# Answer to expensive wolf paws?



## pieperlc (Jan 4, 2005)

Did I just find everyones ability to dodge the high price of wolf paws?

http://www.gemplers.com/eight-hole-ag-wheels

I'm not a tire/rim guy, but am learning since I've started looking for an alternative to chains & wolf paws. Seems these are the rims that would fit skid steer loaders with different tire options. Seems tires are easier to come by than rims. Comments? Am I just an idiot?


----------



## jkitterman (Jan 28, 2004)

I am not sure if Ag / off road rims have different bead types than on road rims and tires. You would have to check with a place that is familiar with both.


----------



## jkitterman (Jan 28, 2004)

You also need to check your bolt circle diameter. It may be 8 on 8 1/2 inch.


----------



## rob1325 (Jan 6, 2000)

pieperlc;678605 said:


> Did I just find everyones ability to dodge the high price of wolf paws?
> 
> http://www.gemplers.com/eight-hole-ag-wheels
> 
> I'm not a tire/rim guy, but am learning since I've started looking for an alternative to chains & wolf paws. Seems these are the rims that would fit skid steer loaders with different tire options. Seems tires are easier to come by than rims. Comments? Am I just an idiot?

* * * *

GIVEN EXERCISE 1 - Show every line of the listing below that contains the word "bookcase".

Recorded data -
* * * *

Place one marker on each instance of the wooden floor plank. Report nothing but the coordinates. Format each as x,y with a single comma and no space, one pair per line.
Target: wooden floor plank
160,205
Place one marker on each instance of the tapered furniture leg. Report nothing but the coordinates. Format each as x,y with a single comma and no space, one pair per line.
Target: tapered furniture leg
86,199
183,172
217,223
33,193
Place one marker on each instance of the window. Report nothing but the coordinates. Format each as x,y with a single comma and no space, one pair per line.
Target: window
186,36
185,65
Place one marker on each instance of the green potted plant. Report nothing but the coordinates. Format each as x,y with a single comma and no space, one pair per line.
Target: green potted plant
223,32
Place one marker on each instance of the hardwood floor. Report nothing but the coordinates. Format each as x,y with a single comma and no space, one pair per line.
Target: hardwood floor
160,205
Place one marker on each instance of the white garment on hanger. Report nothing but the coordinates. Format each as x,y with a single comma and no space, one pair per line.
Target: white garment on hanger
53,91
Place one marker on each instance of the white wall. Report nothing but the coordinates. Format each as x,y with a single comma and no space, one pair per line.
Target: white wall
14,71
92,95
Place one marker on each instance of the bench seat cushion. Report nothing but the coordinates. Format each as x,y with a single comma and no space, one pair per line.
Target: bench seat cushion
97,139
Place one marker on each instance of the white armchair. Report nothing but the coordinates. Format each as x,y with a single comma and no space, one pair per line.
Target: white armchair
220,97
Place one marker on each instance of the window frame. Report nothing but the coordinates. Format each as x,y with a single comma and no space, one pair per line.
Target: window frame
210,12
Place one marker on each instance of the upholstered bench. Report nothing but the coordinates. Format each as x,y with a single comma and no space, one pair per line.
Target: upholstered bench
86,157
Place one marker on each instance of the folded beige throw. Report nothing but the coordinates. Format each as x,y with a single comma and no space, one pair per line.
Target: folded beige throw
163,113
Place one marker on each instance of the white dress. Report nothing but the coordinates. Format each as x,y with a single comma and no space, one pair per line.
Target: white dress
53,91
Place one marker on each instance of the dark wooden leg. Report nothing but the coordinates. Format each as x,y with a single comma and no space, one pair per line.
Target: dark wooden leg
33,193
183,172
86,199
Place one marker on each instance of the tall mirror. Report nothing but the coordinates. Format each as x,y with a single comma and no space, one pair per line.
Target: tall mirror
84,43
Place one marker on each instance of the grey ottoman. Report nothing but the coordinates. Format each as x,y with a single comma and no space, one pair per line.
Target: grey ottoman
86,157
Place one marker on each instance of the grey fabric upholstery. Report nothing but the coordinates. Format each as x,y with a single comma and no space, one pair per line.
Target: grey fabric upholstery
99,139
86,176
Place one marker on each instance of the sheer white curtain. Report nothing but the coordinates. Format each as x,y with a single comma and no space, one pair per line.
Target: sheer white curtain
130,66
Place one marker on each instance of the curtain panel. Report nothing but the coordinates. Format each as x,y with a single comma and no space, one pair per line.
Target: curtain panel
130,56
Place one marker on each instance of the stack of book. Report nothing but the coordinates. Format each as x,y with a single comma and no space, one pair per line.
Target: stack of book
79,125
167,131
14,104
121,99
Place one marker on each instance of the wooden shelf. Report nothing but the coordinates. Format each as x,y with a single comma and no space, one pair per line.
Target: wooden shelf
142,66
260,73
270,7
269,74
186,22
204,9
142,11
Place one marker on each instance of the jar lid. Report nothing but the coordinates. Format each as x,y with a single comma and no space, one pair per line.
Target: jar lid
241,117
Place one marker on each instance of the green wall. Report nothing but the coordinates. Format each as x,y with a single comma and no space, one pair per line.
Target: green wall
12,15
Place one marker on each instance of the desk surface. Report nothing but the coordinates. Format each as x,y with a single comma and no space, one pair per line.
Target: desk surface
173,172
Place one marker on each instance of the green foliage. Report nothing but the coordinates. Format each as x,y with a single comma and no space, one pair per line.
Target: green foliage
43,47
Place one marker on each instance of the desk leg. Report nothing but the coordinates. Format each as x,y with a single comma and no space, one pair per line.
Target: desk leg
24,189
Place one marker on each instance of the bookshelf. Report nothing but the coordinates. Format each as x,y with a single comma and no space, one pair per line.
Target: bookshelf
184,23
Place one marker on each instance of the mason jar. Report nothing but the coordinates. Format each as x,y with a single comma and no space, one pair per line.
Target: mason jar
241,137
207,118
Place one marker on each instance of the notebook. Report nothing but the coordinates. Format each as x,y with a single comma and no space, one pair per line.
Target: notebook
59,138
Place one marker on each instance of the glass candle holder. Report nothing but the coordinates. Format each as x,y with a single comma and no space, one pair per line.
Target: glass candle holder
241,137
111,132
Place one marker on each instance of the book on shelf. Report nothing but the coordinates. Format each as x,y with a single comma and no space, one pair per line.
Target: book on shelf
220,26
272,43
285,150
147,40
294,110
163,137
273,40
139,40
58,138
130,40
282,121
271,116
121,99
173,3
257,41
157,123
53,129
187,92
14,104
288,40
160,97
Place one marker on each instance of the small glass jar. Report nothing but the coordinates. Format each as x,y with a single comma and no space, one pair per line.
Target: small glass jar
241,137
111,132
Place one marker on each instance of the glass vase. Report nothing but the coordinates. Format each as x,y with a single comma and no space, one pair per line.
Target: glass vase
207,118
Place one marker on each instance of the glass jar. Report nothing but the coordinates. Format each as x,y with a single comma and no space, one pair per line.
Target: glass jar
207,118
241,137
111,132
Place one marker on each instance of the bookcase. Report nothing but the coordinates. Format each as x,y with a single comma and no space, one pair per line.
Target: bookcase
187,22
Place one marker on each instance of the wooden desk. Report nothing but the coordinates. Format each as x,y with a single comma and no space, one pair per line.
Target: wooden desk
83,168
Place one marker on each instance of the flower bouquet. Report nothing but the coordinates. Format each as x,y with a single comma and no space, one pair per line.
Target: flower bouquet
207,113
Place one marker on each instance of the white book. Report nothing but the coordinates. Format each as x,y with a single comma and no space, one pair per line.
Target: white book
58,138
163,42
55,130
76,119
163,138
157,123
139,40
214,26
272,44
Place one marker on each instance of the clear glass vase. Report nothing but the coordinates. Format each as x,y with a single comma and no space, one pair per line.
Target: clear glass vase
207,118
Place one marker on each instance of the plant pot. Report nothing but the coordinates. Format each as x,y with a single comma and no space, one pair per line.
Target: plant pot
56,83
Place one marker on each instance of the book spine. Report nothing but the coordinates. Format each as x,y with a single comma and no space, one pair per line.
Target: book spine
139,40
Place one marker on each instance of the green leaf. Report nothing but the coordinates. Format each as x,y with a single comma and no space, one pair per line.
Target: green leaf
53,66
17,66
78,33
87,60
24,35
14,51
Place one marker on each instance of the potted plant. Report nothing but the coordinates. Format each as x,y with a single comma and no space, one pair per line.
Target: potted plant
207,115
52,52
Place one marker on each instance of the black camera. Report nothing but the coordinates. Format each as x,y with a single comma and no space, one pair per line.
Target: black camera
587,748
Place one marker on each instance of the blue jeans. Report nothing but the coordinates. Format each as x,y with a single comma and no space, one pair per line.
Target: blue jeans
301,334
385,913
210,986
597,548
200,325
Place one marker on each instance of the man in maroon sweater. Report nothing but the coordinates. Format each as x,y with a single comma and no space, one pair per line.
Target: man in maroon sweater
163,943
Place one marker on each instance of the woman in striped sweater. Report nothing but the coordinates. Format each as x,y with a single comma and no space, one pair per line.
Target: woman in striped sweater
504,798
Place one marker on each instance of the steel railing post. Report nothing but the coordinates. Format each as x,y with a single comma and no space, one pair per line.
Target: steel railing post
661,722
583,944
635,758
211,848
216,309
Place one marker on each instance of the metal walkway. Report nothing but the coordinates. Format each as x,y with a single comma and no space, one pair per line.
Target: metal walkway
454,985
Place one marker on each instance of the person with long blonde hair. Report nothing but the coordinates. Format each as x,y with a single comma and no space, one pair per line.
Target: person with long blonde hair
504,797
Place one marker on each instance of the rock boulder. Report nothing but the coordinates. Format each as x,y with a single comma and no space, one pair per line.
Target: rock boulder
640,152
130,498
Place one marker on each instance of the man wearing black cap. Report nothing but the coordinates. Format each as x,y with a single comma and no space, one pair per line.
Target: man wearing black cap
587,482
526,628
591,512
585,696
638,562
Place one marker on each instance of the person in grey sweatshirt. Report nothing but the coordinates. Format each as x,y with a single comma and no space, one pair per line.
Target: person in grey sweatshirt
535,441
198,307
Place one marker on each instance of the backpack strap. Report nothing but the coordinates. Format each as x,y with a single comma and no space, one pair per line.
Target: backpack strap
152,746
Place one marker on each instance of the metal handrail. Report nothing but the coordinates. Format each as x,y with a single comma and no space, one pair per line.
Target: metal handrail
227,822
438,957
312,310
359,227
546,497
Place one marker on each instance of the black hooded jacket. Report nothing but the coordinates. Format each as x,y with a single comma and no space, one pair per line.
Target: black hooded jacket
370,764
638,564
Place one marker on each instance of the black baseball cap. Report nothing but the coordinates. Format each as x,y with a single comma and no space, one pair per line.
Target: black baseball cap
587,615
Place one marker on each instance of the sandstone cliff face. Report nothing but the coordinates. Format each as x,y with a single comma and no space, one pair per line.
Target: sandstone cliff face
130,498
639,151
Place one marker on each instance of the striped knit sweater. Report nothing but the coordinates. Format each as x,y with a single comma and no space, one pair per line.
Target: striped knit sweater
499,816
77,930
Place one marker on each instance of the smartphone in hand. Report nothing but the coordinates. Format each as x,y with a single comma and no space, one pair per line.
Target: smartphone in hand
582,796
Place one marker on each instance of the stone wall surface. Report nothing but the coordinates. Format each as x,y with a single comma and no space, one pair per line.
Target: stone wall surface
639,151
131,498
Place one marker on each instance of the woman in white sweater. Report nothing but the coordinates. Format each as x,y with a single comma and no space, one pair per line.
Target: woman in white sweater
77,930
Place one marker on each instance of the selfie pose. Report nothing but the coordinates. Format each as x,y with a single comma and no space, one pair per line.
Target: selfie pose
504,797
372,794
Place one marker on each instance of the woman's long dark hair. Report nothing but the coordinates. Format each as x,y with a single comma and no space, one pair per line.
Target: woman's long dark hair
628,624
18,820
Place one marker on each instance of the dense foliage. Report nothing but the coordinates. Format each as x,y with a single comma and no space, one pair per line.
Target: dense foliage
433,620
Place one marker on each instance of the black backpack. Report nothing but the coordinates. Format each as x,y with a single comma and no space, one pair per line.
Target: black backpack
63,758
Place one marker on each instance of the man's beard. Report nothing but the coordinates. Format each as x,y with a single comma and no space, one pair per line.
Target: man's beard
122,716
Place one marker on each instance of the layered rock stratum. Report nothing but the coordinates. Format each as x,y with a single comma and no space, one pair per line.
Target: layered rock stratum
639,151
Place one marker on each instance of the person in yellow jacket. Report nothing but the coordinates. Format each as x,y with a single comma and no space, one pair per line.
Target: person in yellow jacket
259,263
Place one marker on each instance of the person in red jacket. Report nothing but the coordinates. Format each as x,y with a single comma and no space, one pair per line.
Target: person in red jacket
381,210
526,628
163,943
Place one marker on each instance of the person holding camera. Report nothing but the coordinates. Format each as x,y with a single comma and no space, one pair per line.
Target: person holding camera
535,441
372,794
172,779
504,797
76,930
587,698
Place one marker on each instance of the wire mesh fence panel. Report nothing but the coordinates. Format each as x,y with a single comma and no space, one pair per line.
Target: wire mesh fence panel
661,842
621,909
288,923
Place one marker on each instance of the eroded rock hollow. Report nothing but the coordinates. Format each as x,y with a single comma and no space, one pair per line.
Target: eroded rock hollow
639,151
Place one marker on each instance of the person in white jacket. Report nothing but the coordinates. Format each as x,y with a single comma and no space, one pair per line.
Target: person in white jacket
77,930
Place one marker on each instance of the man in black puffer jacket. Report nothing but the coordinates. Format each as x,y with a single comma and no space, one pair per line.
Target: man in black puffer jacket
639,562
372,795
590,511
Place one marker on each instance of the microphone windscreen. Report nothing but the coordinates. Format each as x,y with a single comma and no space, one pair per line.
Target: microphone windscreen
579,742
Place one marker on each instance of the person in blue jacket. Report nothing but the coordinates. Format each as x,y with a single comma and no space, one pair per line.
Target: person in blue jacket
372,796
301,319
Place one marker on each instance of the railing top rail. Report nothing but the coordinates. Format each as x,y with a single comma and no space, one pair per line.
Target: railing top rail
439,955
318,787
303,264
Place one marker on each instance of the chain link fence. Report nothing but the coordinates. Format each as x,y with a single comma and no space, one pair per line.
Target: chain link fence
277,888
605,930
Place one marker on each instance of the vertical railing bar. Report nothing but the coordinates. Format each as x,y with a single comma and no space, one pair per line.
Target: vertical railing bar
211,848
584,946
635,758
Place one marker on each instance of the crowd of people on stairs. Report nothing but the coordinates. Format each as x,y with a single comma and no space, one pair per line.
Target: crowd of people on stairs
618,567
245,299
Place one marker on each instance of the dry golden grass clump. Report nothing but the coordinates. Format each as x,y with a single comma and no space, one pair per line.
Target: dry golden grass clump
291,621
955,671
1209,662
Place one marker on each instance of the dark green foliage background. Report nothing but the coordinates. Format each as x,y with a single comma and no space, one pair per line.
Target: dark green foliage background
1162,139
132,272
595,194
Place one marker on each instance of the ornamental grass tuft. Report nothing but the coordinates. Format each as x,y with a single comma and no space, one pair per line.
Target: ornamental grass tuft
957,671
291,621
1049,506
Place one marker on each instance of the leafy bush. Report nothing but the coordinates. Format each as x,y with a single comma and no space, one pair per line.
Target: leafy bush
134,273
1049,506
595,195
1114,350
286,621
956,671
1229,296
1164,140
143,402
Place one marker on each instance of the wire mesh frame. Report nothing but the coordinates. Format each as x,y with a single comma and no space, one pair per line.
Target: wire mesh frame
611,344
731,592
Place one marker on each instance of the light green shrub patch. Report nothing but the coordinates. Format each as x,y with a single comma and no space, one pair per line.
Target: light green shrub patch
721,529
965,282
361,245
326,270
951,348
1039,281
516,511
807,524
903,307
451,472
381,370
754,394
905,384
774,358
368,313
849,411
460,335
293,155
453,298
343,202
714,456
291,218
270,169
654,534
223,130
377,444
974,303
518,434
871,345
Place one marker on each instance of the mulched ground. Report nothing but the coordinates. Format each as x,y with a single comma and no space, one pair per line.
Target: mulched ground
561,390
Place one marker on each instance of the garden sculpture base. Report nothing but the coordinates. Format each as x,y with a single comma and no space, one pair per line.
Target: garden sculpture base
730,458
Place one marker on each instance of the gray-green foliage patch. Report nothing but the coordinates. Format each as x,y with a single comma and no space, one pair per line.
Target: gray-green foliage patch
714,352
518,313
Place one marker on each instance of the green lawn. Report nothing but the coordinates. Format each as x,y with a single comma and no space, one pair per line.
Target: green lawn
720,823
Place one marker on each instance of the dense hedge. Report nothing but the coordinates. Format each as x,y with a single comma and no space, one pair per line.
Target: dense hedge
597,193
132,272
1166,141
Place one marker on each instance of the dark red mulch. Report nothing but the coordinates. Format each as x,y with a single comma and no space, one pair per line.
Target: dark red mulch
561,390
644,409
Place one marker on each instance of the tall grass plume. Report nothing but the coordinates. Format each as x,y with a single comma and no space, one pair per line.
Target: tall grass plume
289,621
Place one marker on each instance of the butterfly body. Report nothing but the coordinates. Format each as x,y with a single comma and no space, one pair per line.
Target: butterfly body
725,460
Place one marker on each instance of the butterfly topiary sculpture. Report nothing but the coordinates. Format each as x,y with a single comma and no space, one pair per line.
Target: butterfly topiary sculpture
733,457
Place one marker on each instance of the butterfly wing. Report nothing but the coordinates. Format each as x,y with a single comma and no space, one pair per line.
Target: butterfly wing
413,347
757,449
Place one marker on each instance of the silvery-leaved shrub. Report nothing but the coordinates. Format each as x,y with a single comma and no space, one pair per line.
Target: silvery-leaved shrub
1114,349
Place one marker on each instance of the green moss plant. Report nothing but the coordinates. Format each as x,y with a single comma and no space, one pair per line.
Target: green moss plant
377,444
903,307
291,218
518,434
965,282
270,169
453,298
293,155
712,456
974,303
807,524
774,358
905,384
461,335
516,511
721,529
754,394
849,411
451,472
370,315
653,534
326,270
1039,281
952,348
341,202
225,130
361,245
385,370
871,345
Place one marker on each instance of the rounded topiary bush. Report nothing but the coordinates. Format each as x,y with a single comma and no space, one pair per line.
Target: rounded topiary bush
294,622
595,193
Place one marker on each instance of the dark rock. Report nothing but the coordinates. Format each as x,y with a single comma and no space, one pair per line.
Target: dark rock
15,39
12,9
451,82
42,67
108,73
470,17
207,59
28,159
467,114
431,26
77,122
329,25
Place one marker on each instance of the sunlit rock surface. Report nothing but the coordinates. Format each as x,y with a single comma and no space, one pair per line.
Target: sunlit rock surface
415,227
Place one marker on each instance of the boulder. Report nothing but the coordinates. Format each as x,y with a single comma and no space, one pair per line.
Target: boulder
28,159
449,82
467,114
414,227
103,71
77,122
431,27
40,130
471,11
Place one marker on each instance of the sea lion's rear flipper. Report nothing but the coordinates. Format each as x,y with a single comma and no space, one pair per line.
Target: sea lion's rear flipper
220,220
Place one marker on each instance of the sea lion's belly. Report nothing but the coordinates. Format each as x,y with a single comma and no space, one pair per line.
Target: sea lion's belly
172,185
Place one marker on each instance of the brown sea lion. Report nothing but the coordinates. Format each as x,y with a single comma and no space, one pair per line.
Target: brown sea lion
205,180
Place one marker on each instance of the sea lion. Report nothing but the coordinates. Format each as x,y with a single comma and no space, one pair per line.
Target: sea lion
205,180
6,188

* * * *

GIVEN EXERCISE 2 - In the forum thread about wolf paws, what bolt circle diameter does jkitterman say it may be?

CORRECT RESPONSE 1 -
Place one marker on each instance of the bookcase. Report nothing but the coordinates. Format each as x,y with a single comma and no space, one pair per line.
Target: bookcase

CORRECT RESPONSE 2 - It may be 8 on 8 1/2 inch.